Work to complete:
(A) In the article on the Crossroads Paper mill, rewrite the passage between "The $320 million" and "into paper production.", inclusive, replacing "material recovery facilities" with "recycling centers".
(B) Answer these questions using the article on the Crossroads Paper mill:
(i) How much is the project expected to cost?
(ii) How many material recovery facilities does Rocky Mountain Recycling operate?
(iii) Which of the Sasine brothers' partners is based in Sweden?
(C) Write what comes next in the article on the Crossroads Paper mill, picking up after its final sentence.

Text provided:

*****

In mid-July, Crossroads Paper held a press conference to announce its plans to build a paper mill in the Salt Lake City area that will recycle old corrugated containers (OCC) and residential mixed paper into new paper that will then be used to make boxes for manufacturers, farmers and e-commerce companies.
The $320 million project is expected to create several hundred new direct and indirect jobs in the Salt Lake Valley, with a total economic impact exceeding $1 billion over 10 years, Ron and John Sasine, the brothers behind the project, say.
John Sasine is CEO of Crossroads Paper, while Ron Sasine is the project developer. They launched the project in 2016, forming a special-purpose development company in 2017 that then became Crossroads Paper in 2018.
John Sasine is the owner of Rocky Mountain Recycling LLC, Salt Lake City. Rocky Mountain Recycling operates four material recovery facilities (MRFs) in the region that process recyclables collected from commercial businesses and individuals.
While it’s common for paper mills to vertically integrate into processing recyclables, John Sasine will be the first MRF operator to vertically integrate into paper production.
In addition to his role with Crossroads Paper, Ron Sasine serves as the principal of Hudson Windsor LLC, a Bentonville, Arkansas-based packaging consultancy. His background includes leading packaging design, development and execution for Walmart's private brand businesses.
“We recognized that John’s background in the recycling industry and mine in papermaking were a good start but not everything that we would need,” Ron Sasine says. “We gathered a diverse group of people that could contribute to the growth of this project. It’s a locally developed and locally focused project but with a global background.”
The Sasine brothers’ partners include Yates Construction, a Philadelphia, Mississippi-based construction services provider that has experience in paper mill development; Finnish company Valmet, which provides technology, services and automation for the paper industry; Sweden-based Cellmark, which specializes in international trade and distribution of raw materials related to the global pulp and paper industry; and Credit Suisse, which will asset with financing for the project.

*****

Dataset excerpts:
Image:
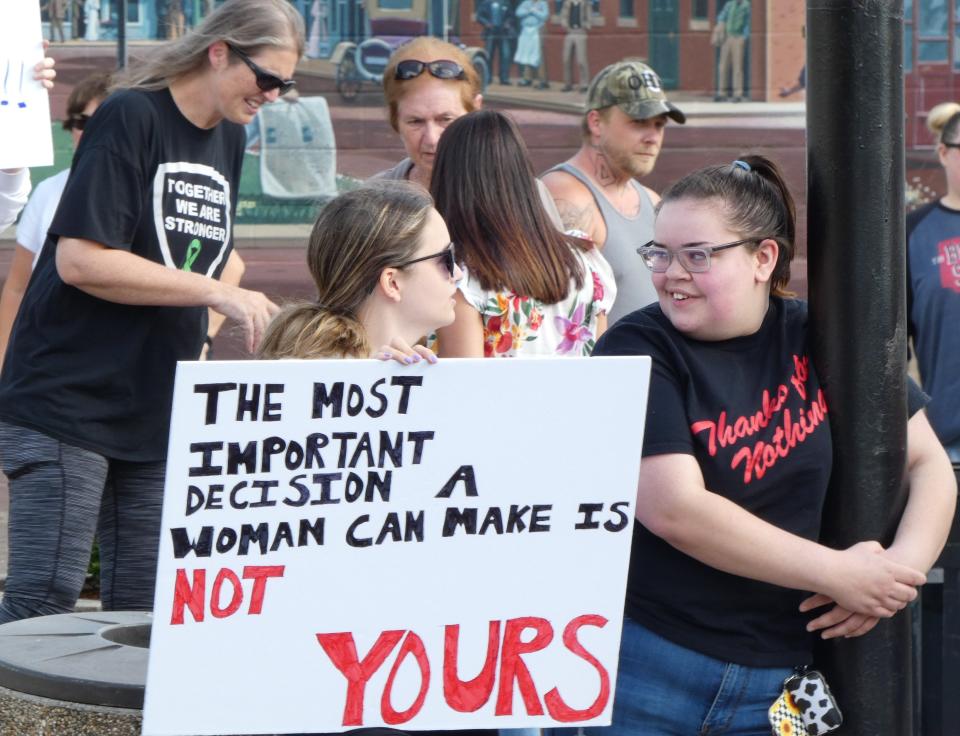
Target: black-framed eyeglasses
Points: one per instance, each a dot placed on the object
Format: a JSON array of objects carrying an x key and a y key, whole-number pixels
[
  {"x": 694, "y": 258},
  {"x": 266, "y": 81},
  {"x": 448, "y": 254},
  {"x": 441, "y": 69},
  {"x": 77, "y": 121}
]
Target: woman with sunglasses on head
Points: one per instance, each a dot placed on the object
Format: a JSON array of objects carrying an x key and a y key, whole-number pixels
[
  {"x": 933, "y": 285},
  {"x": 736, "y": 459},
  {"x": 528, "y": 289},
  {"x": 429, "y": 83},
  {"x": 119, "y": 295}
]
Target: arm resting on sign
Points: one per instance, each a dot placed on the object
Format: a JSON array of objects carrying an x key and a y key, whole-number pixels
[
  {"x": 673, "y": 503},
  {"x": 123, "y": 277}
]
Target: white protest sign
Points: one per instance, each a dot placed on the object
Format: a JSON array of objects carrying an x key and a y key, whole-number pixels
[
  {"x": 24, "y": 105},
  {"x": 350, "y": 544}
]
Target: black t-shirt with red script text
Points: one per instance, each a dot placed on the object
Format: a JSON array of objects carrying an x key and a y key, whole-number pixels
[
  {"x": 95, "y": 373},
  {"x": 752, "y": 413}
]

*****

Task-by-task answers:
(A)
The $320 million project is expected to create several hundred new direct and indirect jobs in the Salt Lake Valley, with a total economic impact exceeding $1 billion over 10 years, Ron and John Sasine, the brothers behind the project, say.
John Sasine is CEO of Crossroads Paper, while Ron Sasine is the project developer. They launched the project in 2016, forming a special-purpose development company in 2017 that then became Crossroads Paper in 2018.
John Sasine is the owner of Rocky Mountain Recycling LLC, Salt Lake City. Rocky Mountain Recycling operates four recycling centers (MRFs) in the region that process recyclables collected from commercial businesses and individuals.
While it’s common for paper mills to vertically integrate into processing recyclables, John Sasine will be the first MRF operator to vertically integrate into paper production.

(B)
(i) $320 million
(ii) Four
(iii) Cellmark

(C)
The Sasines say their own investment in Crossroads Paper exceeds seven figures at this point. “We can’t be as far as we are without having spent real money,” John Sasine says.
Ron Sasine says they selected the intermountain west region for their mill’s location because it is a “historically underrepresented region in papermaking.” However, he says, demand for packaging materials, specially containerboard, is growing in the region, which includes Utah and the neighboring states of Nevada, Idaho, Arizona and Colorado.
John Sasine says the lack of papermaking capacity in the region means that “every bale of collected fiber—from OCC to ONP (old newspapers) to SOP (sorted office paper)—has to get put on a truck or train and sent hundreds of miles away.”
With the advent of China’s recovered fiber import restrictions and the disruptions they created in the U.S. recovered fiber market, John Sasine says Rocky Mountain Recycling “found ourselves in a great disadvantage.”
He adds, “What had always been at the back of my mind got into the front of my mind very quickly.”
Crossroads Paper has narrowed its list of possible sites to a couple of locations along the western edge of the Salt Lake Valley between Interstate 15 and Interstate 80 and along the eastern edge of the adjoining valley, John Sasine says. The company is in discussions with the landowners and developers to gain site control.
Crossroads Paper is not looking to locate along a major river in Utah but will instead use municipally supplied groundwater.
“The mill will include its own water treatment systems and will operate at a lower water demand than comparable mills,” Ron Sasine says. A pretreatment system also will allow Crossroads Paper to reuse water generated by its industrial neighbors.
At 1 million to 1.2 million gallons daily, John Sasine says Crossroads Paper “can use literally a fraction of what traditionally has been used in papermaking.”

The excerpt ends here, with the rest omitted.